Directions ▸
Update the data so that every instance of "spoon" becomes "fork", keeping all other text the same.

Exercise materials ▸

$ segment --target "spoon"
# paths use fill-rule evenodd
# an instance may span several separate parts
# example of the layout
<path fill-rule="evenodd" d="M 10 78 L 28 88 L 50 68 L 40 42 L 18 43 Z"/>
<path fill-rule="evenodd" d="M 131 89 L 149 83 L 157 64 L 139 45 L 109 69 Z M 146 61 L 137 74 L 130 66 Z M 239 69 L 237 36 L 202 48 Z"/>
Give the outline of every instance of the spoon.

Exercise output ▸
$ segment --target "fork"
# paths use fill-rule evenodd
# an instance may span several separate parts
# example of the layout
<path fill-rule="evenodd" d="M 10 78 L 28 88 L 50 68 L 40 42 L 18 43 Z"/>
<path fill-rule="evenodd" d="M 131 89 L 149 83 L 157 64 L 139 45 L 109 69 Z M 146 61 L 137 74 L 130 66 Z M 239 69 L 237 36 L 202 48 Z"/>
Give the outline of every instance of the fork.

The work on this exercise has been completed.